→ Data excerpts
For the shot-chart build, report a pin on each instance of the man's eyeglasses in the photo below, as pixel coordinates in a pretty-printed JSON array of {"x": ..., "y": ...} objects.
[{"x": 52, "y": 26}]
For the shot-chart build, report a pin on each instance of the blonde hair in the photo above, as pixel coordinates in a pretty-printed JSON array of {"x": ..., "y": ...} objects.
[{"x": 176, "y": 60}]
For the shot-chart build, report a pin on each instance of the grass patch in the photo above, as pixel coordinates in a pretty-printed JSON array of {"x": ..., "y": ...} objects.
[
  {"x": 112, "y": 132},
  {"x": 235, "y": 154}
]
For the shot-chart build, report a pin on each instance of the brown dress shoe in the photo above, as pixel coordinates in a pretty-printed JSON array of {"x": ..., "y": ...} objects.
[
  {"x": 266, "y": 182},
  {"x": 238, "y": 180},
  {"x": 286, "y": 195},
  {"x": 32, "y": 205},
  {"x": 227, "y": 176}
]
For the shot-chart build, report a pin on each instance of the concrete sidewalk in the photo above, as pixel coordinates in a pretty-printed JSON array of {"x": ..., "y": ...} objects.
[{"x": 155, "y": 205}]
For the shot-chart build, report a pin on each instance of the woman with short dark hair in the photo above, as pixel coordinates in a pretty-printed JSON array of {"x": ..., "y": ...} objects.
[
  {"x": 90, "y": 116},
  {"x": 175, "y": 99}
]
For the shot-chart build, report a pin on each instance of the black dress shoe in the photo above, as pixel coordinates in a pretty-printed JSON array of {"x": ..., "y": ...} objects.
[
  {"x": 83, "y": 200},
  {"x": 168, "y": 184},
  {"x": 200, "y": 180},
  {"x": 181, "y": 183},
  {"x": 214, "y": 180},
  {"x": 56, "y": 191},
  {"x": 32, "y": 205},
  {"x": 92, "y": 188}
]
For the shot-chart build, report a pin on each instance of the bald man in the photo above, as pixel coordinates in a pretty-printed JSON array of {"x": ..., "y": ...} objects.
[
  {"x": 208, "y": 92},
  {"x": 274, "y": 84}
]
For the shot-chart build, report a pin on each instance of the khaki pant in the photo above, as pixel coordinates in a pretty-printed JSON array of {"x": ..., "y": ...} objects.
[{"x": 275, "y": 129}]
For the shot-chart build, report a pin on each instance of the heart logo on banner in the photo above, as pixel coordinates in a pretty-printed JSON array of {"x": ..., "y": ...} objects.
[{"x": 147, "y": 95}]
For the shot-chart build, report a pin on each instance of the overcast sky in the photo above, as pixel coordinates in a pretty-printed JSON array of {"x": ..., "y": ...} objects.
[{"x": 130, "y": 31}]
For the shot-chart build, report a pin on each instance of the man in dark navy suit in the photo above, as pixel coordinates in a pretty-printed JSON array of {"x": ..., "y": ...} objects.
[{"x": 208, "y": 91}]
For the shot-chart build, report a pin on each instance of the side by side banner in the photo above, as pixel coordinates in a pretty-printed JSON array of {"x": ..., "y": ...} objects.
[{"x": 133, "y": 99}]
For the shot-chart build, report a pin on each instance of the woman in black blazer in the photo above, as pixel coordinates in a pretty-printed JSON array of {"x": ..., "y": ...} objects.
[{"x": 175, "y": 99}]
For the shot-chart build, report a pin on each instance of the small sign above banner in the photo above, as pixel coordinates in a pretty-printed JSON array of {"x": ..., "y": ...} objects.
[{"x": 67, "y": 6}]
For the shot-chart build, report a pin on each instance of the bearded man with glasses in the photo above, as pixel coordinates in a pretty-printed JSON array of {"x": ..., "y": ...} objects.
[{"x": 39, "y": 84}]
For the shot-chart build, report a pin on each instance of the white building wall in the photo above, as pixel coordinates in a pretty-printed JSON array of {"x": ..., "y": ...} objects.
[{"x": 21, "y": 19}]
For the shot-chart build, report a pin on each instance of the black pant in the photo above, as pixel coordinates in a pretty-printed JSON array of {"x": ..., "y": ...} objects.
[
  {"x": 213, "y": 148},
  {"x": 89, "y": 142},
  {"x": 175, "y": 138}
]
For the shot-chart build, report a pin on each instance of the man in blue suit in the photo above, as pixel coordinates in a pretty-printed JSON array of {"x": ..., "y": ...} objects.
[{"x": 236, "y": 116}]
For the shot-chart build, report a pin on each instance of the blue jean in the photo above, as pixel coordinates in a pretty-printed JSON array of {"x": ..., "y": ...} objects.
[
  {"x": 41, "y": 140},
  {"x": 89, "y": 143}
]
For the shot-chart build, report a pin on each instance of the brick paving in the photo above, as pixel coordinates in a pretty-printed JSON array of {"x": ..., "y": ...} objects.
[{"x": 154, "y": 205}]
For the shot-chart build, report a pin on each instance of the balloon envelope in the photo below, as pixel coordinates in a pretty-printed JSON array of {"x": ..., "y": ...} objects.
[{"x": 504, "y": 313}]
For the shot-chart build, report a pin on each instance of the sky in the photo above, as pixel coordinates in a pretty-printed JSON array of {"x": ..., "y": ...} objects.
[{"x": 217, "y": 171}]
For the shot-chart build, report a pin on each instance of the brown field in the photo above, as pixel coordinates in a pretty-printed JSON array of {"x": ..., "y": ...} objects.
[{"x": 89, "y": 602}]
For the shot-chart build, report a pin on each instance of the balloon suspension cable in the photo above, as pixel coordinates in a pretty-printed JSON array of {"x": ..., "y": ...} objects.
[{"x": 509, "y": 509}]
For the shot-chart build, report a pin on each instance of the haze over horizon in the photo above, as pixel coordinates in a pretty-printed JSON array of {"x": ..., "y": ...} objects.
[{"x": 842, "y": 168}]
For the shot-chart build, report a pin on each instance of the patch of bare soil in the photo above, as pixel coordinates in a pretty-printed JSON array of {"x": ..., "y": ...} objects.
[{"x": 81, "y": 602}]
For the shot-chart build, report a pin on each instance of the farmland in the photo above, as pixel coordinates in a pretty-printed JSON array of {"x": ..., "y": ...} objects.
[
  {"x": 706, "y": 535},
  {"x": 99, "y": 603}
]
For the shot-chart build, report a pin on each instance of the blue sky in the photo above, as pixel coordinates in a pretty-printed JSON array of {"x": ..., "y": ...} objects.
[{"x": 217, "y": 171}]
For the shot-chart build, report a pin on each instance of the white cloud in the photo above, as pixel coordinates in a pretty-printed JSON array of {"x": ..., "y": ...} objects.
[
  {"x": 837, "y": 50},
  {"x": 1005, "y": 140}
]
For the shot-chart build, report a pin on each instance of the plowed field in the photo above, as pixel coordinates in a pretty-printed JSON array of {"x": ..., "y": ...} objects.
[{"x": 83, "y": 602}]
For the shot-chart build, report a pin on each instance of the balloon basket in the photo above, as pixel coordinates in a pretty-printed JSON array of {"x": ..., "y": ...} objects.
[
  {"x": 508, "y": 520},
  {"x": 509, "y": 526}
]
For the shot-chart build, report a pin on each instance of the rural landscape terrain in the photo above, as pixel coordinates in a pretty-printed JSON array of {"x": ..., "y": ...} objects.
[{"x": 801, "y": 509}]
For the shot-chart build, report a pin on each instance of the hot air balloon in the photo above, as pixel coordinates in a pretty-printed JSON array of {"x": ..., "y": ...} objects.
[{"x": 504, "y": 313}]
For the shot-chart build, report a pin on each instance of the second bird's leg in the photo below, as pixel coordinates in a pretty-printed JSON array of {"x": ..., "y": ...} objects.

→ Work to complete
Each line of the data is to be written out again exactly.

→ Response below
For the shot-chart build, report a pin on each instance of the man's eyeglasses in the photo below, as pixel coordinates in a pretty-printed JSON array of {"x": ..., "y": ...} objects.
[{"x": 52, "y": 26}]
For the shot-chart build, report a pin on each instance of the blonde hair in the photo above, as pixel coordinates in a pretty-printed JSON array of {"x": ..., "y": ...} objects.
[{"x": 176, "y": 60}]
For the shot-chart build, report a pin on each instance of the grass patch in the photo above, as pixel coordinates in a pretty-printed JSON array of {"x": ..., "y": ...} objects.
[
  {"x": 112, "y": 132},
  {"x": 235, "y": 154}
]
For the shot-chart build, report a pin on each instance of the brown dress shoe in the photo above, as pixel coordinates in a pretty-printed JSON array of {"x": ..., "y": ...} objects.
[
  {"x": 266, "y": 182},
  {"x": 238, "y": 180},
  {"x": 286, "y": 195},
  {"x": 32, "y": 205},
  {"x": 227, "y": 176}
]
For the shot-chart build, report a pin on each instance of the concrete sidewalk in the photo above, as pixel coordinates in a pretty-printed JSON array of {"x": ..., "y": ...} objects.
[{"x": 155, "y": 205}]
For the shot-chart build, report a pin on each instance of the woman with short dark hair in the photo above, as pixel coordinates in a pretty-printed JSON array of {"x": ..., "y": ...} objects.
[
  {"x": 90, "y": 116},
  {"x": 175, "y": 99}
]
For the shot-chart build, report a pin on each instance of the black dress shoe in the photo above, as pixel coordinates in a pretty-printed JSON array of {"x": ..., "y": ...} objects.
[
  {"x": 83, "y": 200},
  {"x": 168, "y": 184},
  {"x": 200, "y": 180},
  {"x": 181, "y": 183},
  {"x": 214, "y": 180},
  {"x": 56, "y": 191},
  {"x": 32, "y": 205},
  {"x": 92, "y": 188}
]
For the shot-chart build, report a pin on each instance of the bald man in the photo above, as pixel coordinates in a pretty-printed JSON array of {"x": ..., "y": ...} objects.
[
  {"x": 208, "y": 92},
  {"x": 274, "y": 84}
]
For the shot-chart build, report a pin on each instance of the khaki pant in the photo above, as pixel coordinates in a pretty-printed JSON array of {"x": ..., "y": ...} objects.
[{"x": 275, "y": 129}]
For the shot-chart build, report a pin on each instance of the heart logo on banner in the photo above, as pixel coordinates in a pretty-printed JSON array of {"x": ..., "y": ...} objects.
[{"x": 147, "y": 95}]
For the shot-chart build, report a pin on each instance of the overcast sky in the photo above, as pixel coordinates in a pretty-printed JSON array of {"x": ..., "y": ...} objects.
[{"x": 130, "y": 31}]
For the shot-chart build, report a pin on each instance of the man in dark navy suit in the photo above, as pixel coordinates in a pretty-printed JSON array of {"x": ..., "y": ...} objects.
[{"x": 208, "y": 91}]
For the shot-chart build, report a pin on each instance of the side by side banner in the photo above, as pixel coordinates in a pretty-printed JSON array of {"x": ..., "y": ...} objects.
[{"x": 133, "y": 99}]
For the shot-chart build, report a pin on each instance of the woman in black blazer in the photo above, as pixel coordinates in a pretty-printed JSON array of {"x": ..., "y": ...} objects.
[{"x": 175, "y": 99}]
For the shot-chart build, report a pin on each instance of the small sign above banner in the photo above, as pixel coordinates in a pretty-printed JSON array of {"x": ..., "y": ...} objects.
[{"x": 67, "y": 6}]
For the shot-chart build, report a pin on each instance of the bearded man with glasses in the photo above, as pixel coordinates in a pretty-printed JSON array of {"x": ..., "y": ...} objects.
[{"x": 39, "y": 84}]
For the shot-chart build, report a pin on each instance of the white building wall in the photo above, as pixel coordinates in a pretty-printed JSON array of {"x": ..., "y": ...} objects.
[{"x": 21, "y": 19}]
For the shot-chart build, report a pin on each instance of the black pant in the photo above, as pixel coordinates in a pretty-printed JSON array of {"x": ..., "y": ...} objects.
[
  {"x": 213, "y": 148},
  {"x": 89, "y": 142},
  {"x": 175, "y": 138}
]
For the shot-chart build, report a pin on each instance of the man in blue suit in the photo above, as pixel coordinates in a pretty-printed JSON array of {"x": ..., "y": ...} objects.
[{"x": 236, "y": 116}]
For the shot-chart build, report a pin on each instance of the blue jean in the photo above, as pixel coordinates in a pretty-printed JSON array of {"x": ..., "y": ...} objects.
[
  {"x": 41, "y": 140},
  {"x": 89, "y": 143}
]
For the shot-chart build, report a pin on each instance of the brick paving in the photo above, as pixel coordinates in a pretty-printed JSON array of {"x": ..., "y": ...} objects.
[{"x": 154, "y": 205}]
For the shot-chart build, report a pin on each instance of the balloon envelope in the photo below, as pixel coordinates in a pretty-printed JSON array of {"x": ..., "y": ...} objects.
[{"x": 504, "y": 313}]
For the shot-chart build, report a pin on each instance of the sky in the photo above, as pixel coordinates in a pretty-printed JSON array of {"x": ..., "y": ...} objects.
[{"x": 217, "y": 171}]
For the shot-chart build, report a pin on each instance of the brown field in the photo above, as pixel coordinates in a pretty-printed JSON array of {"x": ..., "y": ...} objects.
[{"x": 89, "y": 602}]
For the shot-chart build, report a pin on each instance of the balloon suspension cable in the photo above, as pixel coordinates in a pretty-printed JSON array of {"x": ..., "y": ...} objects.
[{"x": 509, "y": 509}]
For the shot-chart build, report a pin on each instance of the haze over horizon in the photo above, as pixel coordinates in a pretty-printed JSON array of {"x": ..., "y": ...} objects.
[{"x": 842, "y": 168}]
For the shot-chart build, report a pin on each instance of the patch of bare soil in the photo above, as pixel coordinates in a pretty-printed JSON array of {"x": ..., "y": ...} objects.
[{"x": 81, "y": 602}]
For the shot-chart build, report a pin on each instance of the farmland in the photo above, as pixel coordinates in a pretty-printed JSON array of {"x": ..., "y": ...} objects.
[
  {"x": 706, "y": 535},
  {"x": 99, "y": 603}
]
For the shot-chart build, report a pin on each instance of the blue sky in the photo above, as pixel coordinates in a pretty-printed JSON array of {"x": ..., "y": ...} objects.
[{"x": 217, "y": 171}]
For the shot-chart build, report a pin on each instance of the white cloud in the photo above, as pixel coordinates in a pretty-printed JSON array of {"x": ..., "y": ...} objects.
[
  {"x": 837, "y": 50},
  {"x": 1005, "y": 140}
]
For the shot-chart build, report a pin on each instance of the plowed field in the photo above, as pixel coordinates in a pretty-printed JSON array of {"x": ..., "y": ...} objects.
[{"x": 83, "y": 602}]
For the shot-chart build, report a pin on each instance of the balloon basket in the photo above, as pixel coordinates in a pretty-printed JSON array of {"x": ..., "y": ...} objects.
[
  {"x": 508, "y": 520},
  {"x": 509, "y": 526}
]
For the shot-chart build, report a pin on each instance of the rural landscape terrain in the photo above, as pixel coordinates in a pretty-printed JSON array of {"x": ..., "y": ...} objects.
[{"x": 801, "y": 509}]
For the shot-chart build, report a pin on each instance of the hot air balloon in the photo above, as pixel coordinates in a pretty-printed JSON array of {"x": ..., "y": ...} objects.
[{"x": 504, "y": 313}]
For the shot-chart build, report a pin on each instance of the second bird's leg in the photo below, as pixel coordinates in a pretty-printed JSON array of {"x": ..., "y": ...} objects.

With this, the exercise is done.